(Passage given)
════════
# **LayoutLM V1**

### BERT Based encoder only model

#### Main componenets:-

1. Textual embeddings
2. Text position embeddings
3. 2D Position embeddings
4. Image embeddings

#
5. Pre-built OCR parser (For 2d-positional encoding and image patches)
6. Faster RCNN (for image features)


## Pre-training objectives
### 2 main objective functions:- 
1. Maksed Vision Language Modelling 
2. Multi-class Document classification 

#### LayoutLM Embeddings :-


    class LayoutLMEmbeddings(nn.Module):
        """Construct the embeddings from word, position and token_type embeddings."""

        def __init__(self, config):
            super(LayoutLMEmbeddings, self).__init__()
            self.word_embeddings = nn.Embedding(config.vocab_size, config.hidden_size, padding_idx=config.pad_token_id)
            self.position_embeddings = nn.Embedding(config.max_position_embeddings, config.hidden_size)
            self.x_position_embeddings = nn.Embedding(config.max_2d_position_embeddings, config.hidden_size)
            self.y_position_embeddings = nn.Embedding(config.max_2d_position_embeddings, config.hidden_size)
════════
(Tasks and exercises)
• 1. According to the LayoutLM V1 notes, which component supplies the image features?
• 2. Summarize the LayoutLM V1 notes in two sentences.
• 3. From the LayoutLM V1 notes, transcribe the passage starting with "### BERT Based" and going on through "(for image features)".

(Data extract)
════════
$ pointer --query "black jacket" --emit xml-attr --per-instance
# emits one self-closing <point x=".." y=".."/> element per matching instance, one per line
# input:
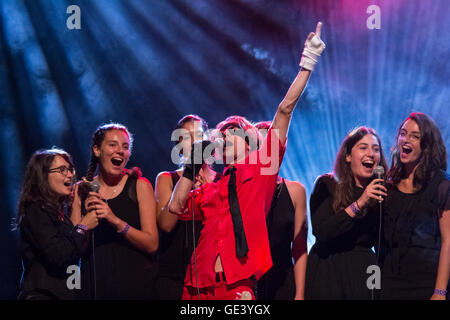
════════
(Answers for the exercise)
• 1. Faster RCNN

• 2. LayoutLM V1 is a BERT-based, encoder-only model built from textual, text position, 2D position and image embeddings. It also uses a pre-built OCR parser for 2D positional encoding and image patches and Faster RCNN for image features, and it is pre-trained with two objectives: masked vision language modeling and multi-class document classification.

• 3.
### BERT Based encoder only model

#### Main componenets:-

1. Textual embeddings
2. Text position embeddings
3. 2D Position embeddings
4. Image embeddings

#
5. Pre-built OCR parser (For 2d-positional encoding and image patches)
6. Faster RCNN (for image features)